### [元の文章]

だからその意味でいま、お笑いについては、
もういよいよみんな自分でも作って
「うわー、負けたっ!」って
言い続ける時期だと思うんですね。
石田
あーー、なるほど。
糸井
‥‥で、しょっちゅう作ろうとしてるんですよ。
こんな私が。
石田
ええー、すごいな。いいなあ。
糸井
過去に人を笑わせた記憶は、確かにあるんです。
それは文章だったり、昔作ったゲームの
セリフだったりなんですけど。
「あれはいまでも面白いですね」とか
言われるものは、どこか漫才に通じてるかな、
という気持ちもあるわけです。
だけど、あの速度で、あの数を、
あの時間の中でやっていくなんて練習は、
まったくしたことがないわけです。
で、落語は1回作ったことあるんですよ。
石田
ああ、いいですねぇ。
糸井
ウッチャンナンチャンの
ナンチャンが司会してる番組で
「しろうとが作ってみる」という企画があって、
そのときにやったんですけど。
でも、やっぱりだめでした。
『死神』という古典をちょっといじったものを
松尾伴内さんがやってくれたんですけど、
振り返ってみても「僕がだめだった」と思うんです。
石田
あ、そうですか。へえー。
糸井
だからもう、大変なことだというのは、
その1回だけでもすごく思ってるんですけど。
とはいえ、もし作ることができたら
本当にやってみたい落語が
タイトルだけあって、
『SM長屋』っていうんですけど。
石田
(笑)はえー。面白そうですねぇ。
糸井
構想はいいんですよ。
近所からごはんを借りに来るみたいに、
「ちょっとロープ貸して」みたいな‥‥。
石田
それ、ちょっと僕にやらせてくれないですかね?
会場
(笑)
糸井
やってくれたら、僕はめちゃ嬉しいです。

### [提供データ]
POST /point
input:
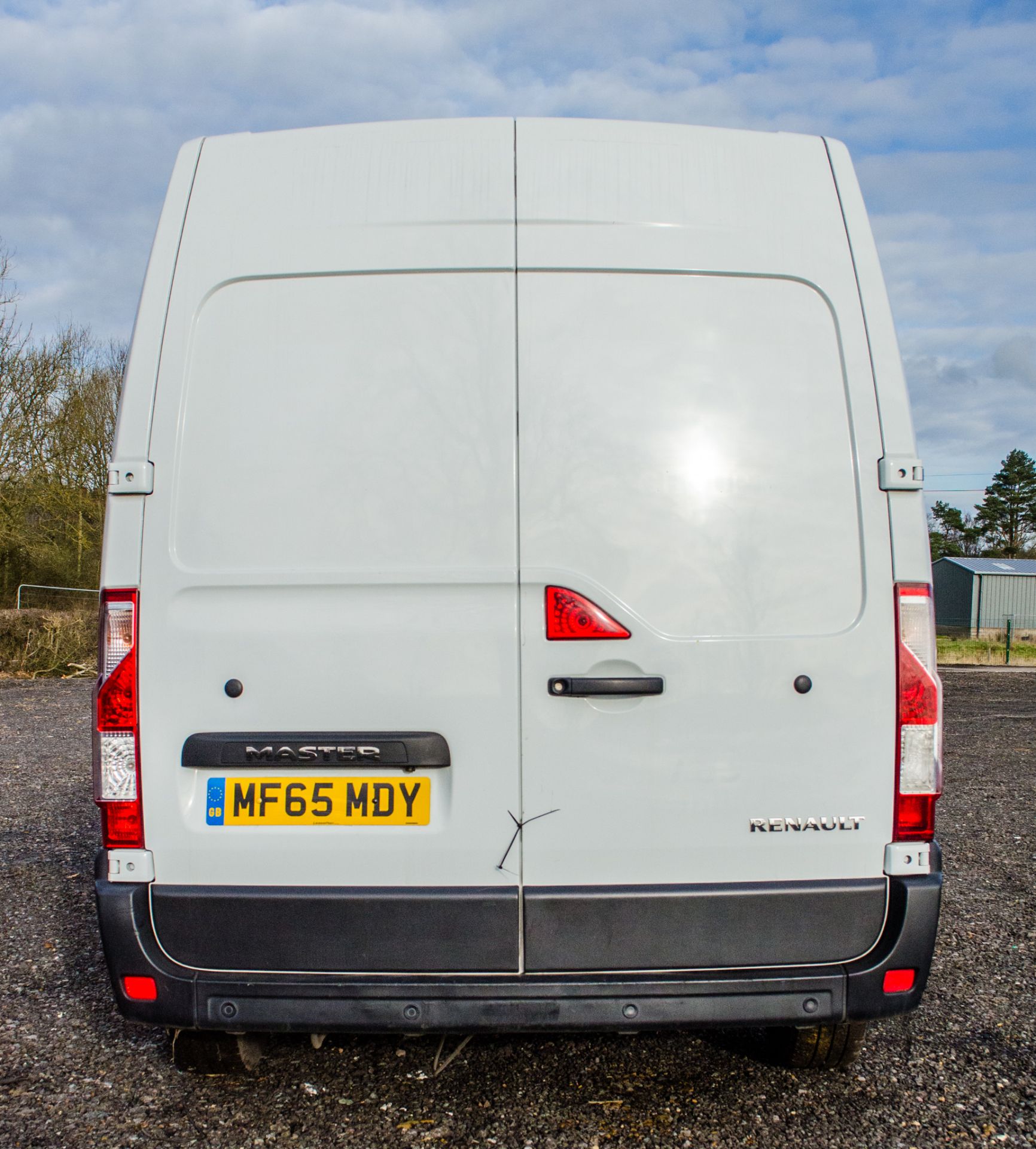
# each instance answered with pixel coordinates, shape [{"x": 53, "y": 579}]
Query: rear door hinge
[
  {"x": 131, "y": 477},
  {"x": 901, "y": 473}
]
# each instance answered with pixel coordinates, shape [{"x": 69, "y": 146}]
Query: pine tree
[
  {"x": 951, "y": 532},
  {"x": 1007, "y": 514}
]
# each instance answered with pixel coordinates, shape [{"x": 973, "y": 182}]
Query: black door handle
[{"x": 590, "y": 688}]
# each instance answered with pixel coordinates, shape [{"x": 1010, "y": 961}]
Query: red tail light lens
[
  {"x": 574, "y": 616},
  {"x": 116, "y": 761},
  {"x": 919, "y": 769}
]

### [課題]
お笑いと落語をめぐる対談の続きを、最後の発言のあとから書き進めてください。 データは使わなくてかまいません。

### [回答]
つまり、普通の人が聞けるような
『SM長屋』というネタって、あると思うんですよ。
「それは言っちゃいかん」にいかないで。
石田
ああー、いいですね。はい。
糸井
それは、おおもとのところで、
みうらじゅんの話があって。
ちょっと縛るものを探したら何もなくて、
運動会のハチマキがあったっていう。
石田
はいはいはい(笑)。あはははは。
糸井
あとはぶら下がり健康器があったとか。
もうね、ほんとか嘘かわからないんだけど、
絶対長屋ネタでいいと思ってるんですよね。
石田
確かに面白そうですね。
糸井
で、そこまで考えるのは、
いまの僕でも案外できるんです。
ただそこに、ドッカンドッカン笑わせるネタを
入れていくのはできない。
で、鶴瓶さんに落語でやってもらいたいって言ったら、
「いつ作るんねん」って(笑)。
石田
あ、似合うなあ、鶴瓶師匠。
糸井
ただ落語だったら、素の時間がわりと混じるんで、
まだできるかもしれないなとは思うんですけど。
漫才の人はもう、細部まで作り込んで作り込んで
やってるわけでしょう?
石田
そうですね、はい。
糸井
おかしいと思う(笑)。
石田
ははははは(笑)。
でも僕もね、落語やるんですよ。

糸井
わぁ、そっちも。
石田
もともと僕の夢として、たとえば100年後とかに
いろんな芸人さんが出てくる
『あの頃の漫才師』みたいな番組があったとして。
いまでも「やすきよの漫才と言えば」とか言うと、
だいたいこの映像が流れる、
みたいなのってあるじゃないですか。
糸井
ありますね。
石田
でもNON STYLEはそこで、どれを使うか迷ってほしい。
「これも!」「あ、これも!」で
迷ってほしいっていうのが、1個僕の夢で。
糸井
ああ、いいですね。
石田
あともう1個は
「100年後に残る落語をひとつ作りたい」
っていう。
糸井
それは作りたいでしょうねぇ。
石田
はい、あって。
で、最初作ってみたんですけど、
どうも自分の中であんまり想像しきれへんくて、
そのあと自分でやるようにしたんです。
‥‥ってなったら、書きやすくなりました。
糸井
はぁー。
つまり、自分でやるから言葉が生まれるんですね。
石田
そうなんですよ。
糸井
そんな境地に達してみたいなぁ(笑)。
石田
なんか自分でやると、つなぎ粉がよくなるんですよ。
たぶん書くだけの人って「十割そば」なんです。
ボソボソになりやすいんですよ。
途切れやすいんです。
でもそこで演者もやると「二八」になりやすい。
つなぎがよくなるんです。

糸井
へぇーー。
学生お笑い的な人が、落語家の真似をして、
「そうこうしているうちに、とっぷりと
日が暮れてまいりまして」とか、
落語特有のほんっとに意味がないところを、
あえて真似するじゃないですか。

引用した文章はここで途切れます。